- **MATERIAL TO PROCESS**
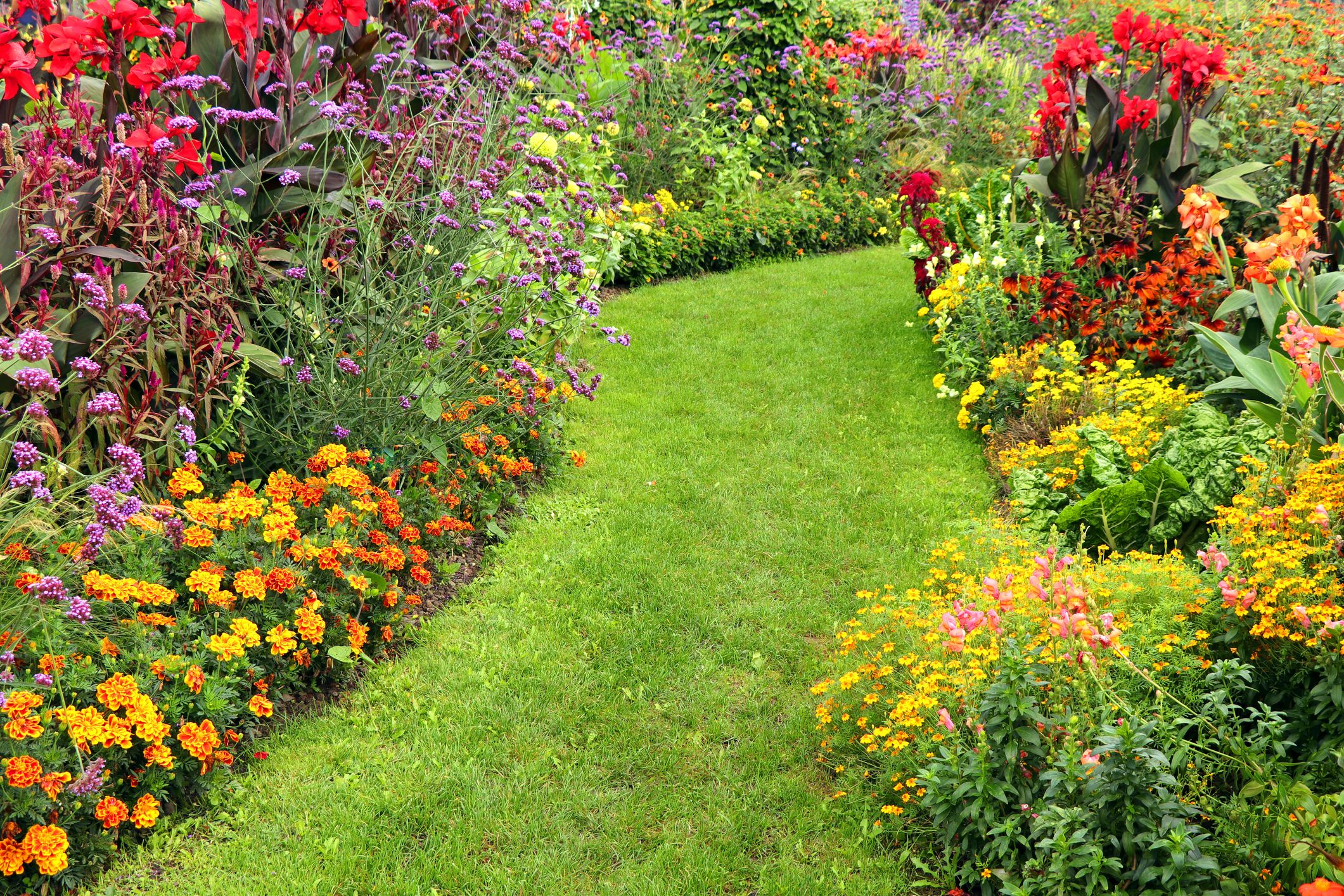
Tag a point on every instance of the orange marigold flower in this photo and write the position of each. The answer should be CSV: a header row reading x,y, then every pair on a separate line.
x,y
48,845
118,691
311,626
281,580
281,640
250,584
159,755
226,646
358,634
110,812
23,727
146,812
246,632
22,771
14,856
199,739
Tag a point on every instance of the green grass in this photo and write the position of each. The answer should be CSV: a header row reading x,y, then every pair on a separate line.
x,y
620,706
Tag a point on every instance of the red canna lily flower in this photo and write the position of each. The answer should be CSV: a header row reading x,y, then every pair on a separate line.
x,y
70,42
15,65
129,18
151,72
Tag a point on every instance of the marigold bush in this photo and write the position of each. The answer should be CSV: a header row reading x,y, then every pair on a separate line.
x,y
136,679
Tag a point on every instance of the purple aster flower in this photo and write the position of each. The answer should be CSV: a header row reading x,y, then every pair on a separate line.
x,y
48,589
80,610
32,345
129,460
37,381
25,454
27,480
91,782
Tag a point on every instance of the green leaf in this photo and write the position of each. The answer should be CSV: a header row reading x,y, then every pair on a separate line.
x,y
1229,184
1260,373
1234,303
1163,487
1115,515
262,359
1035,500
1038,183
1068,181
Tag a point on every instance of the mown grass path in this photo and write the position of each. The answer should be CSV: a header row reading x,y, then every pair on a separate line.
x,y
620,704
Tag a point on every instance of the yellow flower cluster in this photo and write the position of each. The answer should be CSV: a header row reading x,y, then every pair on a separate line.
x,y
907,663
1285,578
950,290
1130,409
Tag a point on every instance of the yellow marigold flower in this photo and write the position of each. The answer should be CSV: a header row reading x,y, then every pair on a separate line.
x,y
226,646
246,632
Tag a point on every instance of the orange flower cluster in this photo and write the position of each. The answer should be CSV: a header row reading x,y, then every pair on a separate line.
x,y
1269,260
261,587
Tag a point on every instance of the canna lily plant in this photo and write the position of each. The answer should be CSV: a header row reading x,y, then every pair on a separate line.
x,y
1284,357
1142,113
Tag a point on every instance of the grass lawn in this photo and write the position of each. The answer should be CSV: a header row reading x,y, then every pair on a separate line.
x,y
620,706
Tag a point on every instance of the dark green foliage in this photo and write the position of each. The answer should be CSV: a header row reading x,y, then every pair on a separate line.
x,y
1190,473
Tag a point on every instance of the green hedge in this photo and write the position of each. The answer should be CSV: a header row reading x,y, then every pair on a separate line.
x,y
783,223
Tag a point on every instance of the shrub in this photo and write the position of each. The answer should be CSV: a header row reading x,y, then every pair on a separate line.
x,y
136,672
784,223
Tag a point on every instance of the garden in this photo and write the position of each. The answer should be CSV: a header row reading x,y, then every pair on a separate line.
x,y
672,446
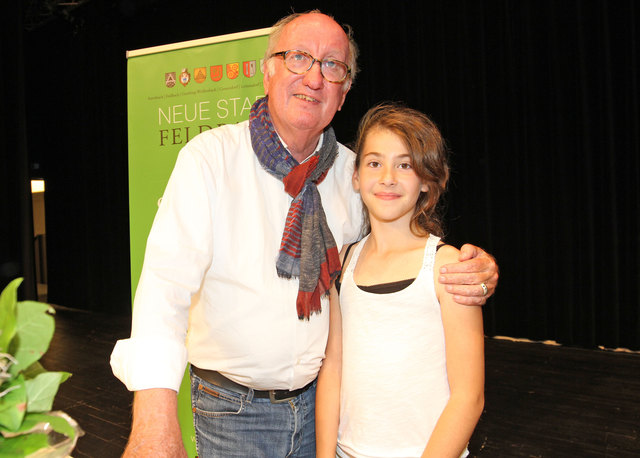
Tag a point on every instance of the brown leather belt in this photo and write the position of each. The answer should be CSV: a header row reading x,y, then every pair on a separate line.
x,y
276,396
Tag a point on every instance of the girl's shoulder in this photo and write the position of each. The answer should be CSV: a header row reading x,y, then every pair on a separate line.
x,y
445,254
347,253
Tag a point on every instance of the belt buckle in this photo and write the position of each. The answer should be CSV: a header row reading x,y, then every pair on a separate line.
x,y
272,398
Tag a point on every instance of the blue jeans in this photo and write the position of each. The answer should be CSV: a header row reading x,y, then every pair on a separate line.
x,y
229,424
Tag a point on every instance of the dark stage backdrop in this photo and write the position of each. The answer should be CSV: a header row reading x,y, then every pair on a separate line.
x,y
538,100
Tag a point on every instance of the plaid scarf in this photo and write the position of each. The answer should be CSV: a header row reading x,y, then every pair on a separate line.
x,y
308,250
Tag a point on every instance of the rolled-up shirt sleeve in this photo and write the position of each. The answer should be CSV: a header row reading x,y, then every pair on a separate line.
x,y
177,256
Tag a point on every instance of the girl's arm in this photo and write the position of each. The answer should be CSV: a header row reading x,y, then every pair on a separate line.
x,y
328,390
464,339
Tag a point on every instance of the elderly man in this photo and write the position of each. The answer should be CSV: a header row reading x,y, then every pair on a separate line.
x,y
242,250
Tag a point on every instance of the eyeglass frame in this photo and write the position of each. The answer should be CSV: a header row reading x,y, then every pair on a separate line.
x,y
313,61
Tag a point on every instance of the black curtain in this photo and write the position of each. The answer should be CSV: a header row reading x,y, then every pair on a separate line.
x,y
16,236
538,101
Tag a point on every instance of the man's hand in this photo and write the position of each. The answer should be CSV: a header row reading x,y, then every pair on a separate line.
x,y
465,278
155,430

- **WHAT YOU ARE ASKED TO DO**
Pictures are to be left out; everything else in the entries is reproduced verbatim.

- **RESULT**
Tag a point on every instance of the orange marigold flower in this photo and write the position of each. The answer should be CSV: a header row reading x,y, then every pair on a separate line.
x,y
48,845
118,691
311,626
281,580
281,640
250,584
159,755
226,646
358,634
110,812
23,727
146,812
246,632
22,771
14,856
199,739
Tag a point on every instance of the green grass in this photo and write the position of each. The answer should be CSV: a header row reading x,y, then every pair on a separate line.
x,y
620,706
Tag a point on every instance of the red canna lily flower in this photo and write the position of each. The answer should be CSV: a header row reading x,y, then every pair on a separate line.
x,y
70,42
15,65
129,18
151,72
Tag a point on every instance of the marigold bush in this photo and write the position of each. The answer should be CSV: a header row reading x,y, then every pair on a separate line.
x,y
136,679
Tag a point on every instance of the purple aster flower in this photo and write the position of each. The answer should be CSV: a header row reading x,y, then every pair on a separate line.
x,y
48,589
80,610
32,345
129,460
37,381
25,454
27,480
91,782
Tag a point on every instance of the green leaf in this photo and write the position of each. The answer should be CSV: a header row reading x,y, then every pair on a separate line.
x,y
1229,184
1260,373
1234,303
1163,487
1115,515
262,359
1035,500
1038,183
1068,181
Tag a point on every instance of the mown grass path in this photo and write the position of each. The answer should be CSV: a header row reading x,y, then every pair on a separate line.
x,y
620,704
Tag a point on every instance of the yellow flower cluster in this photo and write the position of each. The answer should be CSV: a header row reading x,y, then every pair on a separate line.
x,y
907,663
1285,578
950,290
1130,409
Tag a point on every instance of the yellow marigold flower in this photo and write the position of each. The answer should be CSV: a header row reading x,y, then every pair on a separate line.
x,y
226,646
246,632
Tag a point on every instance of the orange flower cluster in this photo and write the position of each. The answer should be CSV: a header row reading x,y, then every pair on a separate line.
x,y
1269,260
261,587
Tag a point on every instance of the canna lily plant in this photo and write the position of each. The answer should be CSV: a header row reading x,y, then every pair on a separate line.
x,y
1284,357
1142,113
Tag a point on every instance of the grass lawn in this photo and write the position of each. The answer should be CSV: a header row reading x,y, then every pair on a separate line.
x,y
620,706
Tag a point on every instance of the dark green foliage in this photo and write the position of each. The answer should be CSV: a header row reading x,y, then every pair on a separate line.
x,y
1190,473
Tag a point on every instance of the green hedge in this photo and write the position of each. The answer should be CSV: a header row reading x,y, then every pair on a separate line.
x,y
783,223
Tag a point on every instance of the shrub in this photo and write the position of each. The answer should be CSV: a header row reading x,y, then every pair on a separate line.
x,y
136,672
784,223
Tag a point on every instance of the garden in this photo and write the position of each. The answer should be CSV: a header row reading x,y, then every pair on a separate line.
x,y
672,446
Tag a point on every instance of the brown leather belt in this photo and write the position of each. The answer should be CSV: a header row reading x,y, then every pair on a separate line.
x,y
276,396
Tag a point on every instance of the girl's shoulder in this photo and write the position of each. The answer should be CSV: a header row reading x,y, then every pair on a separate line.
x,y
445,254
347,253
Tag a point on every instance of the belt buckle in this photo and write the position of each. The answer should be CSV: a header row reading x,y, then every pair on a separate line.
x,y
272,398
Tag a point on every instance of the blue jeans in this photo and write the position of each. The answer should be CSV: a header row reading x,y, then every pair on a separate line.
x,y
229,424
Tag a point on every instance of the dark stage backdrop in this photo and write the position of each. The answer should be CSV: a header row reading x,y, then every pair on a separate line.
x,y
538,100
Tag a point on every instance of the plaid scarf in this photo and write the position of each. The answer should be CSV: a header row reading x,y, then every pair on a separate line.
x,y
308,250
Tag a point on every instance of the rolled-up shirt sleeve in this photo and write the position of each. The answer should be CSV: a header row reading x,y, then every pair on a separate line.
x,y
177,256
Tag a point on every instance of the girl's arm in this photo and write the position of each. The answer should be CSV: a header row reading x,y, then every pair on a separate line.
x,y
328,390
464,339
Tag a point on every instance of the elderly man in this photo and write the position of each. The answer should be CSV: a header row reading x,y, then every pair on a separate line.
x,y
242,250
Tag a point on every instance of the eyeglass frame in this photo and write the position of each. The answer should be CSV: a header row reading x,y, then every pair on a separate line.
x,y
313,61
Tag a point on every instance of the black curtain in this photo and write the position of each. The answer should be CSV: a header row reading x,y, then every pair on a separate line.
x,y
16,236
538,101
Tag a point on every instance of the man's hand in this photo and write the position of each. The answer should be CSV: a header row reading x,y, then every pair on a separate line.
x,y
465,278
155,430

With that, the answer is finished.